3 | Anonimo (attr. a Palma il Vecchio), Cortigiana alla finestra, olio su tavola, London, National Gallery, inv. NG2146. Fotografia dell’opera prima della pulitura, Venezia, Fondazione Giorgio Cini, Fototeca dell’Istituto di Storia dell’Arte.
4 | Anonimo, Cortigiana alla finestra, olio su tavola, London, National Gallery, inv. NG2146 (foto tratta dal sito del Museo).

Consideriamo brevemente una bizzarra e misteriosa vicenda pittorica significativa per il tema in questione. Nel 1855 giunge alla National Gallery di Dublino, dall’asta della collezione veneziana di Francesco Galvagna a Palazzo Savorgnan, un dipinto intitolato Ritratto della figlia del pittore, attribuito a Palma il Vecchio [Fig. 3]. Nel 1929 fu catalogato come scuola italo-fiamminga e datato intorno al 1540. La data è inammissibile, innanzitutto perché la veste della fanciulla rimanda al secondo decennio del Cinquecento: è affine, come è stato notato, all’abito della fanciulla nell’Amor sacro e profano di Tiziano del 1514.

Sempre nel 1929, da quanto è riportato nella documentazione relativa all’opera, una comunicazione di Roberto Longhi riferisce il dipinto a Lorenzo Lotto "nella sua fase palmesca”. Bernard Berenson (Berenson, 1957, I, 145) attribuisce il quadro a Pordenone e Cecil Gould, nel catalogo dei dipinti italiani della National Gallery di Londra, dove fu poi trasferito il dipinto, accettò questa ipotesi (Gould 1975, 204-205).
************
Istruzioni:
A: Secondo il testo sulla Cortigiana alla finestra, in che anno il dipinto giunse alla National Gallery di Dublino?
B: Elenca tutti i pittori a cui il testo sulla Cortigiana alla finestra dice che il dipinto è stato attribuito.
C: Prosegui il testo sulla Cortigiana alla finestra a partire da dopo la sua ultima frase.
Le righe che seguono provengono da un'altra fonte.
************
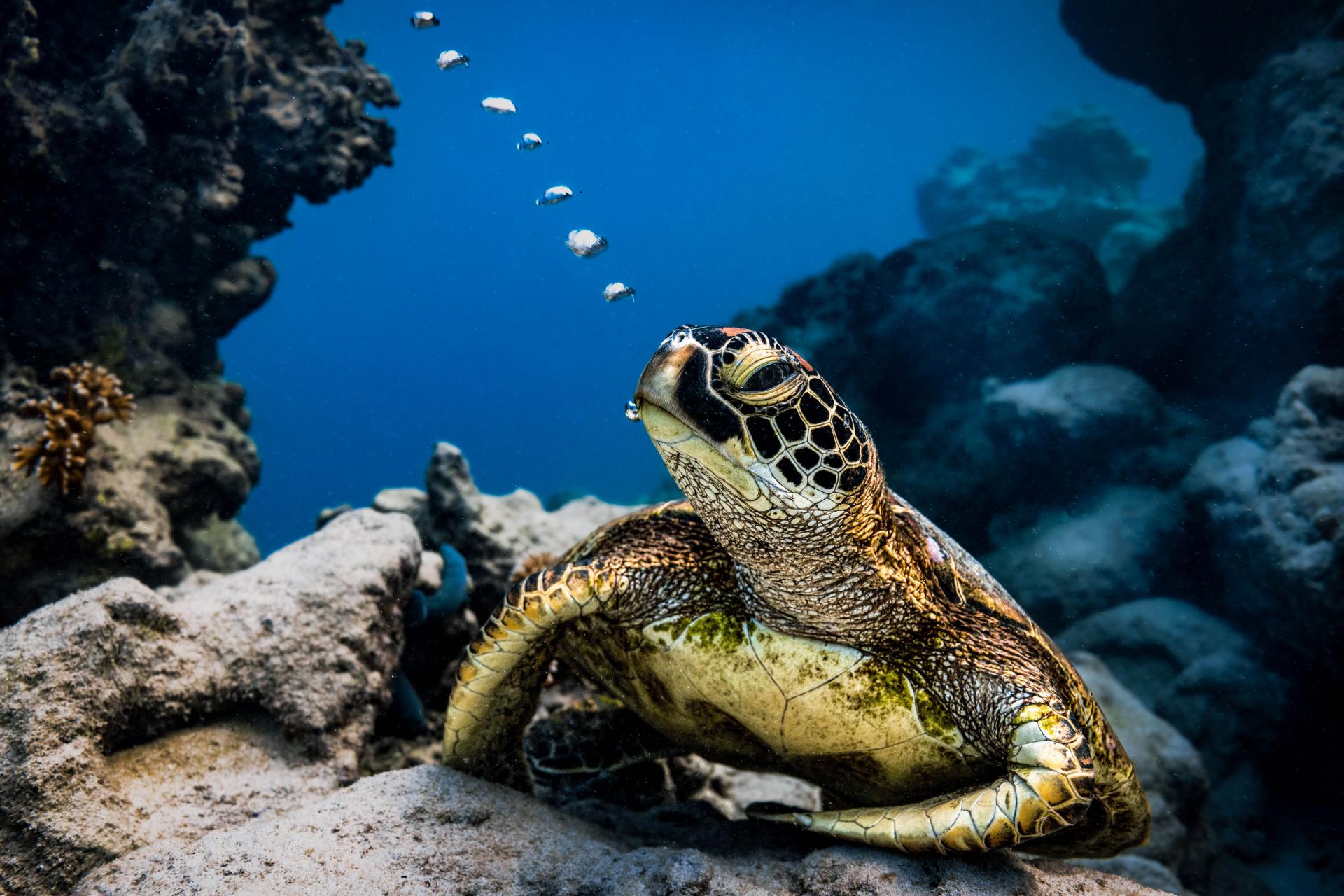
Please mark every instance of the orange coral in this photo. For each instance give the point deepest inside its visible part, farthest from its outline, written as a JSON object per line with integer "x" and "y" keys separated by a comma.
{"x": 92, "y": 397}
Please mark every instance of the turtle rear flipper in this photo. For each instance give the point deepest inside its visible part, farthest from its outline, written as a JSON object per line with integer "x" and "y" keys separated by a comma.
{"x": 603, "y": 752}
{"x": 1047, "y": 788}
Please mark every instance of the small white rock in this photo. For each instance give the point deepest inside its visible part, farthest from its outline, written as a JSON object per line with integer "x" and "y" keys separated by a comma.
{"x": 617, "y": 290}
{"x": 585, "y": 244}
{"x": 499, "y": 105}
{"x": 452, "y": 59}
{"x": 553, "y": 195}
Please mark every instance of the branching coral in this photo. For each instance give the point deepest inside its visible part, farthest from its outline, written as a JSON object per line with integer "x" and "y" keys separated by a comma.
{"x": 92, "y": 397}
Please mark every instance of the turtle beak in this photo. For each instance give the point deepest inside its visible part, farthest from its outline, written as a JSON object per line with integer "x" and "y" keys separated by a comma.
{"x": 657, "y": 382}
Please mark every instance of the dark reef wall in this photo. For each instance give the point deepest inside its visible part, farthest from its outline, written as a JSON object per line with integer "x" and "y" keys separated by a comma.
{"x": 1079, "y": 178}
{"x": 1068, "y": 434}
{"x": 144, "y": 147}
{"x": 1264, "y": 251}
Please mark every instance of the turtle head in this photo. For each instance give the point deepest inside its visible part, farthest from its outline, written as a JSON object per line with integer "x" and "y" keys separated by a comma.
{"x": 757, "y": 440}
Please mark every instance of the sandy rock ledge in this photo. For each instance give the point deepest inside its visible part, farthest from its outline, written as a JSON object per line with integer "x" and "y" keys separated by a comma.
{"x": 131, "y": 718}
{"x": 433, "y": 830}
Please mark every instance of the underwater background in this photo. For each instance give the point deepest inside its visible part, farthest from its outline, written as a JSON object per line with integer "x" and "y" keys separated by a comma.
{"x": 298, "y": 378}
{"x": 724, "y": 150}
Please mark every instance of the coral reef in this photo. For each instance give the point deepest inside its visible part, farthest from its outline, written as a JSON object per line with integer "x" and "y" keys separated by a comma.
{"x": 92, "y": 397}
{"x": 927, "y": 321}
{"x": 1114, "y": 547}
{"x": 1265, "y": 242}
{"x": 144, "y": 147}
{"x": 1078, "y": 179}
{"x": 496, "y": 533}
{"x": 1270, "y": 507}
{"x": 158, "y": 498}
{"x": 1214, "y": 685}
{"x": 245, "y": 697}
{"x": 1084, "y": 473}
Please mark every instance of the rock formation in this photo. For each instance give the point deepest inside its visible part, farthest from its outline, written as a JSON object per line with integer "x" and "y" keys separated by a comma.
{"x": 1272, "y": 507}
{"x": 1079, "y": 179}
{"x": 926, "y": 323}
{"x": 128, "y": 718}
{"x": 1264, "y": 250}
{"x": 430, "y": 830}
{"x": 144, "y": 147}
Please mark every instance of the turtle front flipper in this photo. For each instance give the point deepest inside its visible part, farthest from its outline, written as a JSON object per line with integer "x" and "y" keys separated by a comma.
{"x": 1049, "y": 786}
{"x": 504, "y": 669}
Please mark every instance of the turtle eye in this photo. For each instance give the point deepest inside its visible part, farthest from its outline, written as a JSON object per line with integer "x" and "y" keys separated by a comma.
{"x": 768, "y": 377}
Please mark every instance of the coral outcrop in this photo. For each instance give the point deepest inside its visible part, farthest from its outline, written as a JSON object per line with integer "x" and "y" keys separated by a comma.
{"x": 90, "y": 396}
{"x": 496, "y": 533}
{"x": 144, "y": 147}
{"x": 128, "y": 718}
{"x": 1079, "y": 179}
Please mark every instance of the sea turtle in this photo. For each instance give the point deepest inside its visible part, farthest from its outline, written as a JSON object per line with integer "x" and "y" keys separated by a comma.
{"x": 796, "y": 615}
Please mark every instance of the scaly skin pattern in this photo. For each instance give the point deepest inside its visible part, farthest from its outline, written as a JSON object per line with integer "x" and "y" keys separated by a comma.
{"x": 794, "y": 615}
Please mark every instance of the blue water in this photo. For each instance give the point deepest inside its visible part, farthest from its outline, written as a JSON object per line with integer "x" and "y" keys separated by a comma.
{"x": 723, "y": 152}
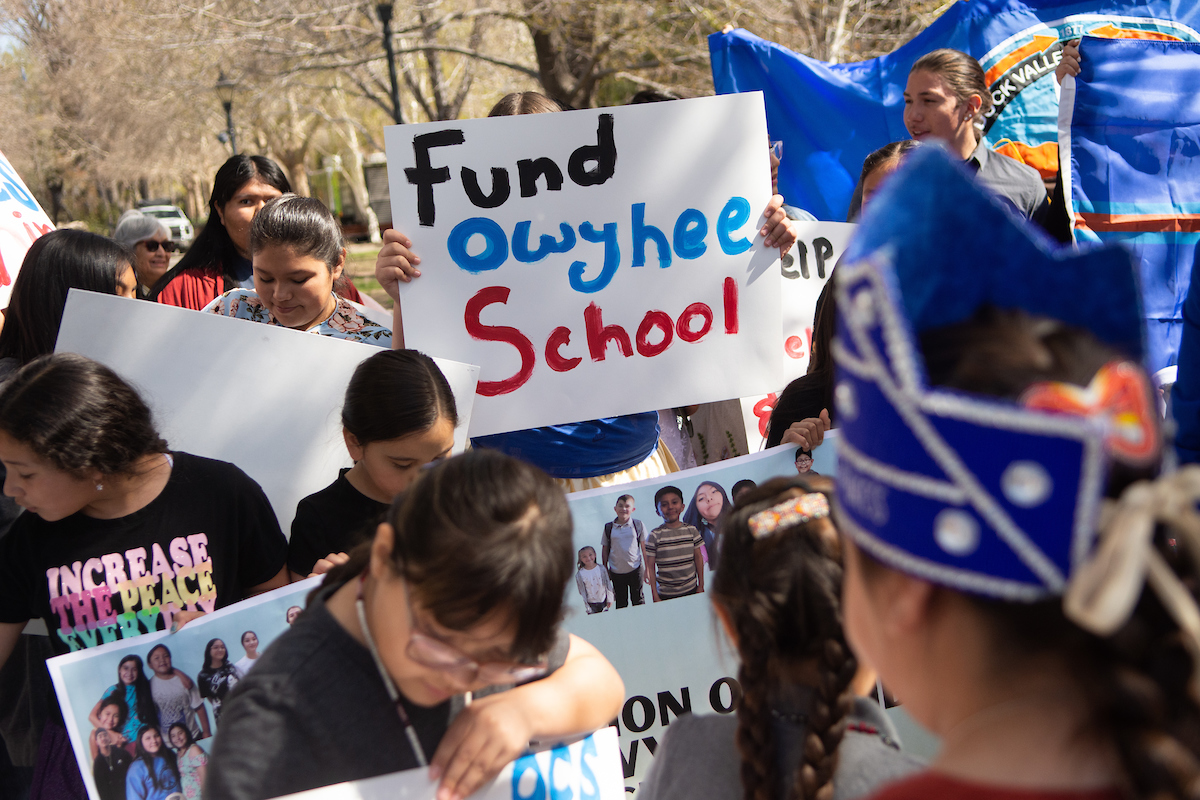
************
Risposte fornite:
A: Nel 1855.

B: Palma il Vecchio, Lorenzo Lotto, Pordenone

C:
Ora però, affacciata alla finestra, al posto della dolce figlia del pittore, c’è una donna dallo sguardo rapace. I gesti e gli attributi – con una mano indica allusivamente, con l’altra tiene una sfera, forse un campanellino per attirare l’attenzione – potrebbero essere il manifesto della sua professione [Fig. 4]. Nel 1978, notando che in alcuni punti del quadro con la sedicente figlia di Palma il giovane emergeva una pittura sottostante, è stata rimossa la versione superiore, ritenuta un falso ottocentesco: i restauratori della National Gallery visto che lo strato superiore si rimuoveva molto facilmente, ritennero infatti che fosse un intervento relativamente recente. La ridipintura, secondo i curatori, sarebbe stata realizzata in vista della vendita del quadro per moralizzare l'immagine originale, dal soggetto troppo equivoco.

Vari misteri avvolgono ancora la storia del dipinto: questa non è l’occasione appropriata per indagarli, ma solo per accennarli brevemente. Berenson e Longhi non pensarono che la versione soprastante fosse un falso, e stupisce che occhi così affilati possano essersi sbagliati. Forse quindi la storia è diversa, e la censura della cortigiana fu più antica, addirittura cinquecentesca?

Una visione ravvicinata dell’opera, attualmente nei depositi del museo londinese, permetterà di comprendere il suo stato attuale, dopo gli interventi sulla pellicola pittorica necessari al disvelamento: è ancora possibile tentare un’attribuzione? Per individuare l’autore della cortigiana con la tenda verde, potremmo intanto sfogliare i portfolio dei cosiddetti ‘pittori eccentrici’, con particolare attenzione nei confronti di quelli che lavoravano al confine fra il Veneto e la Lombardia nel primo quarto del Cinquecento.

Finestre surrealiste

Risale a dieci anni fa l’ultima mostra – ricca ed esaustiva – fra le non poche destinate alla fortuna del soggetto che stiamo indagando (Franciolli, Iovane, Wuhrmann 2012, 329 per l’elenco delle esposizioni precedenti, e altri titoli nella Bibliografia di questo articolo). Nondimeno, come ho cercato di dimostrare, mi è sembrato che ci sia ancora spazio per qualche considerazione riguardo alle fonti letterarie e alle interpretazioni del tema nella pittura moderna.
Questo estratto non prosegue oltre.